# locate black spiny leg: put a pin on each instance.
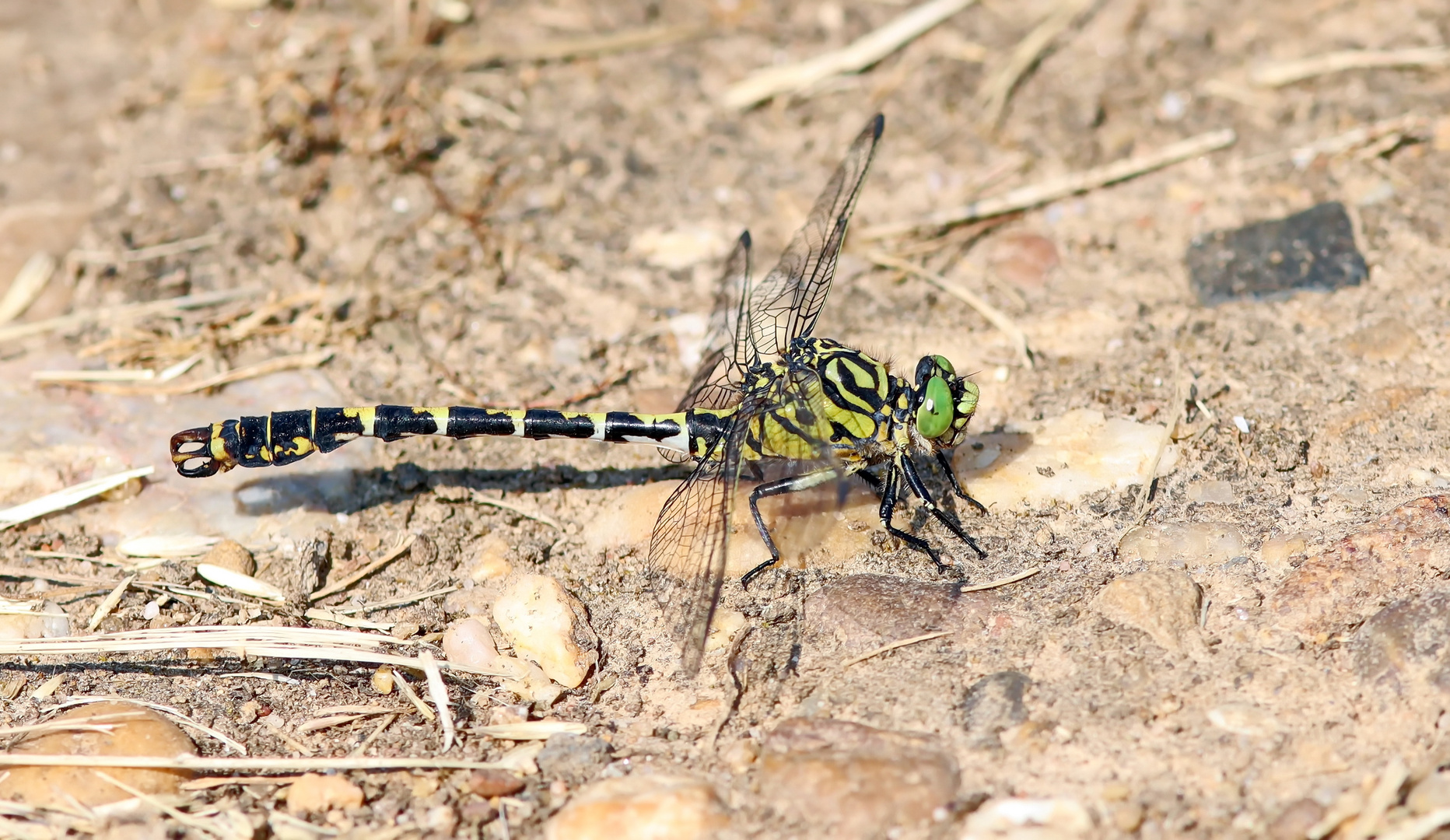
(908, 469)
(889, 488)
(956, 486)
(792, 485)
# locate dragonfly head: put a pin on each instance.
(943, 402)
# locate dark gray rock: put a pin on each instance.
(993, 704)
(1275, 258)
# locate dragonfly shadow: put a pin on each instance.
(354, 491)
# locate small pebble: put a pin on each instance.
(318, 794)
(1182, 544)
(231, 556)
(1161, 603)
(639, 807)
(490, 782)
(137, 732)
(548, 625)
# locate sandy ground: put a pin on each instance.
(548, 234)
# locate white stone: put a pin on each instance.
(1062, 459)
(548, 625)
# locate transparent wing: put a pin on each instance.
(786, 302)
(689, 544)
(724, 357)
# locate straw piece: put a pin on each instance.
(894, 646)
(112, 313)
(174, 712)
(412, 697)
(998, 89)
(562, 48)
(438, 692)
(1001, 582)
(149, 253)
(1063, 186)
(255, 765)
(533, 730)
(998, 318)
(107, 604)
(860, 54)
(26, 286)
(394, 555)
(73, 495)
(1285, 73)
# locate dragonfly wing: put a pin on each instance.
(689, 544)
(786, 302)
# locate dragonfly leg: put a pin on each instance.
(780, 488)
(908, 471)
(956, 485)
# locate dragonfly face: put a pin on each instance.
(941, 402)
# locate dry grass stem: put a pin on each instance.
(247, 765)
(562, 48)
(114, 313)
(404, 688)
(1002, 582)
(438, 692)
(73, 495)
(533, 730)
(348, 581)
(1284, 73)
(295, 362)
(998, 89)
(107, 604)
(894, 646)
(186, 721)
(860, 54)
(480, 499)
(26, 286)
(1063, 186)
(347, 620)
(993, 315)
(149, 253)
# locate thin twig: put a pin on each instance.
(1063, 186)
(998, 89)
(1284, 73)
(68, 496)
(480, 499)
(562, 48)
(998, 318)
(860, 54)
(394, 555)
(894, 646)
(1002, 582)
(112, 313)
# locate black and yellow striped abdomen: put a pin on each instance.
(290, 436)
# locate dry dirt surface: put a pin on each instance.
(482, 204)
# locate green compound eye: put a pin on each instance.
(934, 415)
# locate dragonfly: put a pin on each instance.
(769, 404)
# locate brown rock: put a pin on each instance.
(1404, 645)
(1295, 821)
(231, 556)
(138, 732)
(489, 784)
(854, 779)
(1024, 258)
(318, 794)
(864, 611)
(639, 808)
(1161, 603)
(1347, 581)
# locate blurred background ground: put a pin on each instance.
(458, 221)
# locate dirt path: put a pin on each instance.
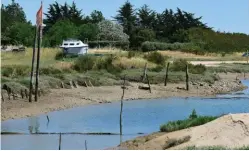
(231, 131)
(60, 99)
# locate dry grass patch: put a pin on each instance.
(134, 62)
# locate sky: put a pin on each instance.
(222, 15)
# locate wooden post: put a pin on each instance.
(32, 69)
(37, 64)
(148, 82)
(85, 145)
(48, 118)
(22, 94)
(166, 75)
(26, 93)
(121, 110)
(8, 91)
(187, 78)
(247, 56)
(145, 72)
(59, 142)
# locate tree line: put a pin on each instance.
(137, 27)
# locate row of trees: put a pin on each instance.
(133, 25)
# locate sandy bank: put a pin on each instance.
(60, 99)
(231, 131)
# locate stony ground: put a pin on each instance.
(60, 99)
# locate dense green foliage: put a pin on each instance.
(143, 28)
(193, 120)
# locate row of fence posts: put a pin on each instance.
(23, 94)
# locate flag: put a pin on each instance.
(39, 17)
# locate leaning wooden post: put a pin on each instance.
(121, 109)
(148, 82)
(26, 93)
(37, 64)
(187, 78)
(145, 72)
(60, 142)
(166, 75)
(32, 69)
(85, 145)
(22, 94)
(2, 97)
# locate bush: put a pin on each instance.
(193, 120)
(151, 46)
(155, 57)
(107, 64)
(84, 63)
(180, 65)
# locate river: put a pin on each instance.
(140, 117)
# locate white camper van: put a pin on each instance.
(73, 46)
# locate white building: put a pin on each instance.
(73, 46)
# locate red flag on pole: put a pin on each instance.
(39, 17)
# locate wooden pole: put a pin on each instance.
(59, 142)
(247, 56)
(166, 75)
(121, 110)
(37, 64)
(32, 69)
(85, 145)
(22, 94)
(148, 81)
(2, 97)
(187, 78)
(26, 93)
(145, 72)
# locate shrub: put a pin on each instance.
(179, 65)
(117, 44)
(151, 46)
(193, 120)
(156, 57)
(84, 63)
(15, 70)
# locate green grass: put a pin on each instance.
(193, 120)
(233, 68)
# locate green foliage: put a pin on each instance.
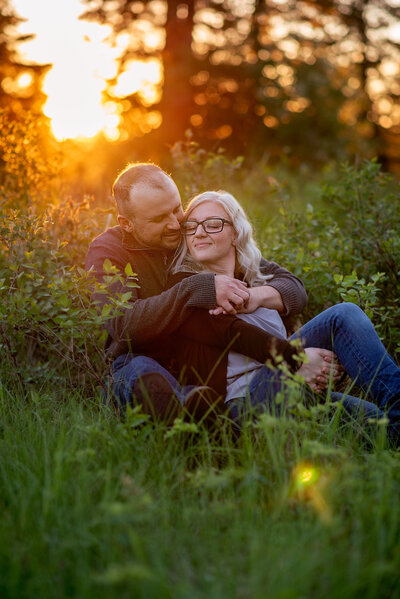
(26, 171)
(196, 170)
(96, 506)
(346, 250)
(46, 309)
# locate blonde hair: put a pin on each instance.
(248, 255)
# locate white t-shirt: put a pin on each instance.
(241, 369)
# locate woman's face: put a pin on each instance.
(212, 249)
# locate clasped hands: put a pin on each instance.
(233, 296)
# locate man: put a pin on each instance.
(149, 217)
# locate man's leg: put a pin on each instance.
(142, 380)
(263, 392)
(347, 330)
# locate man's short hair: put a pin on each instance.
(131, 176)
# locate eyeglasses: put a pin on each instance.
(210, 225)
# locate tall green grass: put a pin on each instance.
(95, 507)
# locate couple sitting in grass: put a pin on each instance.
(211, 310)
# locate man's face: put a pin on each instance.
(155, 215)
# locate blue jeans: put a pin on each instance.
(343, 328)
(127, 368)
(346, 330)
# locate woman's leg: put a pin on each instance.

******

### [Aim of the exercise]
Your copy of the data above should match it exactly, apart from the images.

### [Written answer]
# locate black spiny leg: put a pin on each instance.
(908, 469)
(889, 488)
(956, 486)
(792, 485)
# locate dragonfly head: put a pin on each instance.
(943, 402)
# locate dark gray rock: put a pin on each instance.
(993, 704)
(1275, 258)
# locate dragonfly shadow: put a pin on each instance.
(354, 491)
# locate small pebble: put a pin on each instance.
(318, 794)
(1182, 544)
(231, 556)
(1161, 603)
(639, 807)
(490, 782)
(137, 732)
(548, 625)
# locate sandy ground: put a pin on each instance.
(548, 234)
# locate white stone: put a pin on each instance.
(1062, 459)
(548, 625)
# locate transparent wing: put a pin on each instance.
(786, 302)
(689, 544)
(724, 357)
# locate straw piece: put a pin on each instance.
(894, 646)
(112, 313)
(174, 712)
(412, 697)
(998, 89)
(562, 48)
(438, 692)
(1001, 582)
(149, 253)
(1063, 186)
(255, 765)
(533, 730)
(998, 318)
(107, 604)
(860, 54)
(26, 286)
(394, 555)
(73, 495)
(1285, 73)
# locate dragonfly wing: put a pin on each instance.
(689, 544)
(786, 302)
# locate dragonfly leg: put a pin on each instance.
(780, 488)
(908, 471)
(956, 485)
# locate dragonfly face: put a pin on each instance.
(941, 402)
# locate dry grass stem: put a pin on each instance.
(247, 765)
(562, 48)
(114, 313)
(404, 688)
(1002, 582)
(438, 692)
(73, 495)
(533, 730)
(348, 581)
(1284, 73)
(295, 362)
(998, 89)
(107, 604)
(894, 646)
(186, 721)
(860, 54)
(480, 499)
(26, 286)
(1063, 186)
(347, 620)
(993, 315)
(149, 253)
# locate thin twig: put a pin on each instance.
(1063, 186)
(998, 89)
(1284, 73)
(68, 496)
(480, 499)
(562, 48)
(998, 318)
(860, 54)
(394, 555)
(894, 646)
(1002, 582)
(112, 313)
# locate black and yellow striped abdomen: put a pin on each instance.
(290, 436)
# locate dry dirt surface: put a pin on each instance.
(482, 204)
# locate green compound eye: put a pin on each instance.
(934, 415)
# locate dragonfly: put a pin on each instance.
(769, 404)
# locate brown rock: put a pin on each instance.
(1404, 645)
(1295, 821)
(231, 556)
(138, 732)
(489, 784)
(854, 779)
(1024, 258)
(318, 794)
(864, 611)
(639, 808)
(1161, 603)
(1347, 581)
# locate blurred background ground: put a pin on each instance.
(458, 221)
# locate dirt path: put a pin on each instance.
(231, 131)
(60, 99)
# locate dry grass patch: put a pin on each instance.
(134, 62)
# locate sky: put a pin on each instance.
(222, 15)
# locate wooden post: put a pin on each instance.
(32, 69)
(37, 64)
(148, 82)
(85, 145)
(48, 118)
(22, 94)
(166, 75)
(26, 93)
(121, 110)
(8, 91)
(187, 78)
(247, 56)
(145, 72)
(59, 142)
# locate tree line: put a pin on each instance.
(137, 27)
# locate row of trees: put a pin on each instance.
(133, 25)
# locate sandy bank: put a pin on each instance.
(60, 99)
(231, 131)
# locate stony ground: put a pin on each instance.
(60, 99)
# locate dense green foliage: put a pin on each instance.
(143, 28)
(193, 120)
# locate row of fence posts: put a pin on each instance.
(23, 94)
# locate flag: put a pin on each instance.
(39, 17)
# locate leaning wooden post: put a pin on each instance.
(121, 109)
(148, 82)
(26, 93)
(37, 64)
(187, 78)
(145, 72)
(60, 142)
(166, 75)
(32, 69)
(85, 145)
(22, 94)
(2, 97)
# locate bush: put a pin on each instance.
(193, 120)
(151, 46)
(155, 57)
(107, 64)
(84, 63)
(180, 65)
# locate river: put a pin on each instance.
(140, 117)
# locate white camper van: put a pin on each instance.
(73, 46)
# locate white building: put a pin on each instance.
(73, 46)
# locate red flag on pole: put a pin on each instance.
(39, 17)
# locate wooden pole: put a pin on each instance.
(59, 142)
(247, 56)
(166, 75)
(121, 110)
(37, 64)
(32, 69)
(85, 145)
(22, 94)
(148, 81)
(2, 97)
(187, 78)
(26, 93)
(145, 72)
# locate shrub: put a pin on each instance.
(179, 65)
(117, 44)
(151, 46)
(193, 120)
(156, 57)
(84, 63)
(15, 70)
# locate green grass: put a pin on each instance.
(193, 120)
(233, 68)
# locate green foliage: put a pin on each instance.
(26, 171)
(196, 170)
(96, 506)
(346, 250)
(46, 309)
# locate blonde hair: put a pin on each instance.
(248, 255)
# locate white t-shirt: put a pin on each instance.
(241, 369)
# locate woman's face: put a pin on each instance.
(212, 249)
# locate clasped hands: put a pin on each instance.
(233, 296)
# locate man: put a pin on each instance.
(149, 217)
# locate man's leg: put a pin on each instance.
(142, 380)
(263, 392)
(347, 330)
# locate man's short hair: put a pin on each instance.
(131, 176)
# locate eyeglasses: put a pin on each instance.
(210, 225)
# locate tall green grass: put a pin on each instance.
(95, 507)
# locate couple sitting in grass: put a pin on each instance.
(211, 310)
# locate man's face: put a pin on each instance.
(155, 215)
# locate blue jeans: put a pin on each instance.
(343, 328)
(127, 368)
(346, 330)
# locate woman's leg: put a pin on each instance.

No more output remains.